◆ RECORDS SUPPLIED ◆

---

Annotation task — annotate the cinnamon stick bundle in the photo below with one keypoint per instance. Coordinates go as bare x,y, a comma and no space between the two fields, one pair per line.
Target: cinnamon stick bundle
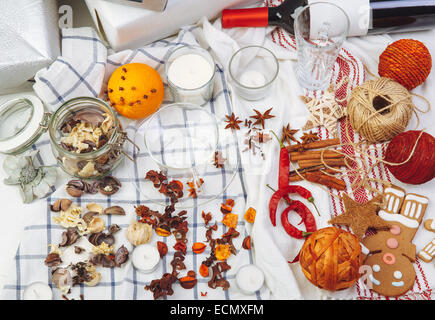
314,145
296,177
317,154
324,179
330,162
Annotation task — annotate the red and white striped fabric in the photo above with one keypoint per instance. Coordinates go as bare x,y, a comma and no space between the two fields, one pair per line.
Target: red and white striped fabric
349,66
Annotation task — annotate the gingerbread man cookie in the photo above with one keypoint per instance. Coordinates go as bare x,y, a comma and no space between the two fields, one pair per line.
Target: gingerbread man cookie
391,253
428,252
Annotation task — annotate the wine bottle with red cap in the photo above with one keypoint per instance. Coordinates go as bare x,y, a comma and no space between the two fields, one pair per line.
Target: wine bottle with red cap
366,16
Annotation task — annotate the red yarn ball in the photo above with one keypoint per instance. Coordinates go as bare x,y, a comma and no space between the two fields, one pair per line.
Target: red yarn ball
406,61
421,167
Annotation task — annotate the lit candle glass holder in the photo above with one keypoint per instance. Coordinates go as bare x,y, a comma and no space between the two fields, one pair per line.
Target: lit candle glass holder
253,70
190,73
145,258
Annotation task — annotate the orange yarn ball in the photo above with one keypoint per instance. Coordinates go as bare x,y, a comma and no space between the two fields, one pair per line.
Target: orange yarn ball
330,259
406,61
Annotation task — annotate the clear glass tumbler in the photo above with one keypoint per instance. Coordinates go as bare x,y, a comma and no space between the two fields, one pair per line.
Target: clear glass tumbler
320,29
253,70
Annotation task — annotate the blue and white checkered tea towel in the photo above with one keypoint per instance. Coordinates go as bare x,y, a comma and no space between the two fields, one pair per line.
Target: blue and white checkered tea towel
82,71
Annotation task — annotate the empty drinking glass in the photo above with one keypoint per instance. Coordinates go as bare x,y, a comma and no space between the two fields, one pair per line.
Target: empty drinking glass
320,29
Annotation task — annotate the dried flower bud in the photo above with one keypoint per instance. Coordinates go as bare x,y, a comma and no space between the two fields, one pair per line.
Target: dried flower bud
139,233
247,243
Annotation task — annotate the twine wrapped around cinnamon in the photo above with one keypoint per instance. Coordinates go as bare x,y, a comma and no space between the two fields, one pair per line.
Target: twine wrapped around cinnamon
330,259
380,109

---

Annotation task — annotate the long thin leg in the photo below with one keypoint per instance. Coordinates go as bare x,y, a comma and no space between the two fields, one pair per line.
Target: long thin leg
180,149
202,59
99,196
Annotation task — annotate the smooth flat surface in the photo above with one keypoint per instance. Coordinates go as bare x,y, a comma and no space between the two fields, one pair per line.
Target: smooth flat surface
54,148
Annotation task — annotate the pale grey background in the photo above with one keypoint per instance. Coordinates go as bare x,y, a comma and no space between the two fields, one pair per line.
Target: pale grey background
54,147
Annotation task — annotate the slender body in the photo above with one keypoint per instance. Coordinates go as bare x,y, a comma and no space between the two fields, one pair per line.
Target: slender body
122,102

---

Please tally the lines of the entries that contain the string "below" and reply with the count alone.

2